** START SOURCE DATA **

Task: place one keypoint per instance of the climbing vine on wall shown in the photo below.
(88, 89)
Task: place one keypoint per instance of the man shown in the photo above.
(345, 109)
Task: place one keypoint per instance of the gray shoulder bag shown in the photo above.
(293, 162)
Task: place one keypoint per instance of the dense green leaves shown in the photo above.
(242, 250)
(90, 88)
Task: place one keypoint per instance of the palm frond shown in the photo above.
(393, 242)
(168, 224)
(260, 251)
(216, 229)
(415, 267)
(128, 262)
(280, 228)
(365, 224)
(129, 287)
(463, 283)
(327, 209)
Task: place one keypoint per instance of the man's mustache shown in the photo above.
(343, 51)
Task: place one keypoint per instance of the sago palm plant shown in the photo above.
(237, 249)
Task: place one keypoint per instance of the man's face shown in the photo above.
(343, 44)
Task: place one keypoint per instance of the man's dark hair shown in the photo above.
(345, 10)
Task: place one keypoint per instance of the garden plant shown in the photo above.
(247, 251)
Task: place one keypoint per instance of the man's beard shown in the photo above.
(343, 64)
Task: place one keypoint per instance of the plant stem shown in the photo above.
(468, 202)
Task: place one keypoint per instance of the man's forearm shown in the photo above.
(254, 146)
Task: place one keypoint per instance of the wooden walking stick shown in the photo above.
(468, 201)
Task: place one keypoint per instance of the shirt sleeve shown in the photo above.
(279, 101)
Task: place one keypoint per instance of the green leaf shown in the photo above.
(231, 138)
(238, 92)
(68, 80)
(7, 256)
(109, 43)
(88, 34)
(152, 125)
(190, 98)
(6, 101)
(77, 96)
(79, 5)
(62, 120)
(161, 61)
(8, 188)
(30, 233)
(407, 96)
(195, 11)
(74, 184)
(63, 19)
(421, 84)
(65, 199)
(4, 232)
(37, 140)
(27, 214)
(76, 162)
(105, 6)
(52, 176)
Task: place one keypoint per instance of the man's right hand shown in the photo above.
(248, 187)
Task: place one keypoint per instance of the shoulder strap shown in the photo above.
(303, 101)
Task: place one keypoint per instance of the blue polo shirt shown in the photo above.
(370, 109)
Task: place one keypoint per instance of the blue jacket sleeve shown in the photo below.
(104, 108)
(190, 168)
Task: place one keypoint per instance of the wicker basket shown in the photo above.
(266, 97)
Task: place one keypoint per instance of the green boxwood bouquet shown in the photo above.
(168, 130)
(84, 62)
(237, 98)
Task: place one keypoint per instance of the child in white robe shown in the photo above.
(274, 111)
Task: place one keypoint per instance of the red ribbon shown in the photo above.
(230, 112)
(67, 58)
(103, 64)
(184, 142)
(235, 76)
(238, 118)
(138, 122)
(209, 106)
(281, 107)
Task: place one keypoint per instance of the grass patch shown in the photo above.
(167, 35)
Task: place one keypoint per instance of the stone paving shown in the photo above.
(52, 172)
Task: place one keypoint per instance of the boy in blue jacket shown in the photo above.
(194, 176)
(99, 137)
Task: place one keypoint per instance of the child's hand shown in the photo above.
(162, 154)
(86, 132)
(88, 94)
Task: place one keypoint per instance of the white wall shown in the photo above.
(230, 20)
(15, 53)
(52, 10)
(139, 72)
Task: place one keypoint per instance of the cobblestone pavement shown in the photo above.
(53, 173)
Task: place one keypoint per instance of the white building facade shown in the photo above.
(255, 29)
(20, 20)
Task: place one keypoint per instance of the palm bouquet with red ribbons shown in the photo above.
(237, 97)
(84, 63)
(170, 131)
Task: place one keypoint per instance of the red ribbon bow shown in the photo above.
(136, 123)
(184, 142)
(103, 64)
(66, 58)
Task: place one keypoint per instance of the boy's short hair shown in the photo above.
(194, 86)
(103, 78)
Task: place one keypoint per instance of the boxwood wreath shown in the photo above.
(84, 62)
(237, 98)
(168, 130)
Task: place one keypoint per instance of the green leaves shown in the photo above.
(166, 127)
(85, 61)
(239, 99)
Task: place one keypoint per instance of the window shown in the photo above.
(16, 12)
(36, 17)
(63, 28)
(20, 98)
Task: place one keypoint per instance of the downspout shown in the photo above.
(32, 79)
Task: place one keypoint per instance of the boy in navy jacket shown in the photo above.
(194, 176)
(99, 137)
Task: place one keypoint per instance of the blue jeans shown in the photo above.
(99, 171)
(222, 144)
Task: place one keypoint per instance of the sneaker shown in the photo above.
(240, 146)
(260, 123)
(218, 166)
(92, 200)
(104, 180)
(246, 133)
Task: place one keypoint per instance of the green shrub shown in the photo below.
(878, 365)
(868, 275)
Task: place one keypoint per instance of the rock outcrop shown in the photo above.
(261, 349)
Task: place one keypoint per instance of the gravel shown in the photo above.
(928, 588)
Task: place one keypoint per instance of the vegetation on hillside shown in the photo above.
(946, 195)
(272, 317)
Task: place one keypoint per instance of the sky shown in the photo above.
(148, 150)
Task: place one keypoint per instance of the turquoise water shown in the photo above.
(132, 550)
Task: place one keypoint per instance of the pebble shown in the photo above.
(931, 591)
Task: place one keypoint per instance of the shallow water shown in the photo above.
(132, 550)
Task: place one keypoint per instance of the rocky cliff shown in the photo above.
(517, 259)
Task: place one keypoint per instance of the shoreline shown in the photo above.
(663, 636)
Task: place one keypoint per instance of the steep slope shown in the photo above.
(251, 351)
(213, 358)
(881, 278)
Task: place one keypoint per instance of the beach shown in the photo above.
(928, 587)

** END SOURCE DATA **

Extract each line from the listing above, please, and repeat it exactly.

▸ TASK RESPONSE
Task: place one keypoint per instance of the climbing vine on wall shown in the photo below.
(88, 89)
Task: place one keypoint per instance of the man shown in the photo above.
(345, 109)
Task: place one keypoint per instance of the gray shoulder bag shown in the photo above.
(293, 162)
Task: place one keypoint per instance of the dense green leaves shown in the photo above.
(242, 250)
(90, 88)
Task: place one keypoint per instance of the palm frond shown in the photo above.
(393, 242)
(168, 224)
(260, 251)
(216, 229)
(415, 267)
(128, 262)
(280, 228)
(365, 224)
(129, 287)
(463, 283)
(327, 209)
Task: place one keypoint per instance of the man's mustache shown in the photo above.
(343, 51)
Task: place one keypoint per instance of the sago palm plant shown in the photo above.
(237, 249)
Task: place one keypoint per instance of the man's face shown in the photo above.
(343, 44)
Task: place one keypoint per instance of the man's dark hair shown in the photo above.
(345, 10)
Task: place one keypoint per instance of the garden plant shown in the photo above.
(247, 251)
Task: place one keypoint per instance of the man's beard shown in the photo above.
(343, 64)
Task: place one keypoint per instance of the plant stem shown in the photo above.
(468, 202)
Task: place one keypoint per instance of the man's forearm shown in the photo above.
(254, 146)
Task: place one keypoint per instance of the wooden walking stick shown in the photo above.
(468, 201)
Task: place one keypoint per instance of the shirt sleeve shown in the photo above.
(279, 101)
Task: place one keypoint per instance of the green leaf shown in the photo above.
(231, 138)
(238, 92)
(68, 80)
(7, 256)
(109, 43)
(88, 34)
(152, 125)
(190, 98)
(6, 101)
(77, 96)
(79, 5)
(62, 120)
(161, 61)
(8, 188)
(30, 233)
(407, 96)
(195, 11)
(74, 184)
(63, 19)
(421, 84)
(65, 199)
(4, 232)
(37, 140)
(27, 214)
(76, 162)
(105, 6)
(52, 176)
Task: place one keypoint per instance of the man's right hand shown in the photo above.
(248, 187)
Task: place one keypoint per instance of the shoulder strap shown in the photo above.
(303, 101)
Task: place one keypoint per instance of the blue polo shirt shown in the photo above.
(370, 109)
Task: place one keypoint per instance of the blue jacket sleeve shown in the photo below.
(104, 108)
(190, 168)
Task: place one keypoint per instance of the wicker basket shown in the photo above.
(266, 97)
Task: place one keypoint per instance of the green boxwood bouquet shown in the photo above.
(168, 130)
(84, 62)
(237, 98)
Task: place one keypoint per instance of the child in white robe shown in the photo above.
(274, 111)
Task: place one keypoint per instance of the red ribbon shown in the photo above.
(230, 112)
(67, 58)
(103, 64)
(184, 142)
(235, 76)
(238, 118)
(138, 122)
(209, 106)
(281, 107)
Task: place one keypoint per instance of the grass patch shown in the photo above.
(167, 35)
Task: place one keypoint per instance of the stone paving shown in the photo above.
(52, 172)
Task: place one keypoint per instance of the boy in blue jacket shown in the photo above.
(194, 176)
(99, 137)
Task: place one keypoint per instance of the child's hand shown in the photo above.
(162, 154)
(86, 132)
(88, 94)
Task: place one keypoint per instance of the white wall shown in the photo above.
(230, 20)
(15, 53)
(52, 10)
(139, 72)
Task: place one keypoint per instance of the cobblestone pavement shown in the photo above.
(53, 173)
Task: place one keypoint per instance of the white building facade shown in the photo above.
(255, 29)
(20, 20)
Task: place one keypoint per instance of the palm bouquet with red ribbons shown in the photo above.
(237, 97)
(84, 63)
(170, 131)
Task: place one keypoint per instance of the red ribbon bow shown in the photo above.
(136, 123)
(184, 142)
(103, 64)
(66, 58)
Task: place one keypoint per instance of the boy's short hair shown in the photo above.
(194, 86)
(103, 78)
Task: place one keypoint per instance of the boxwood wreath shown in the photo above.
(84, 62)
(237, 98)
(168, 130)
Task: place one keypoint per instance of the green leaves shown in the photo above.
(166, 127)
(85, 61)
(239, 99)
Task: place one keypoint per instance of the window shown in the photo above.
(16, 12)
(36, 17)
(63, 28)
(20, 98)
Task: place one keypoint per instance of the downspout shown in the photo above.
(32, 79)
Task: place one keypoint per instance of the boy in navy jacket shown in the photo above.
(194, 176)
(99, 137)
Task: place one keypoint per instance of the blue jeans shown in the photo above.
(99, 171)
(222, 144)
Task: place one keypoint per instance of the sneaker shown in the photo above.
(240, 146)
(260, 123)
(218, 166)
(92, 200)
(104, 180)
(246, 133)
Task: place one keypoint per instance of the green shrub shown in the photo below.
(878, 365)
(868, 275)
Task: place one keypoint per instance of the rock outcrop shown in the photo above.
(261, 349)
Task: place one keypoint per instance of the gravel shown in the photo above.
(928, 588)
Task: place one keypoint per instance of the vegetation on hillside shown in the photo above.
(946, 195)
(272, 317)
Task: place one keypoint per instance of the sky shown in the photo above.
(148, 150)
Task: place one keypoint per instance of the turquoise water shown in the photo above.
(132, 550)
Task: place one keypoint per instance of the pebble shown in the photo above.
(931, 591)
Task: place one keypoint per instance of the shallow water shown in the photo above.
(132, 550)
Task: place one keypoint per instance of the rocky cliff shown in the photo above.
(517, 259)
Task: place one keypoint per instance of the shoreline shown in the photo above.
(663, 636)
Task: place one keypoint per instance of the steep slope shown in the photo above.
(251, 351)
(213, 358)
(881, 278)
Task: place one keypoint per instance of the beach shown in the photo above.
(928, 587)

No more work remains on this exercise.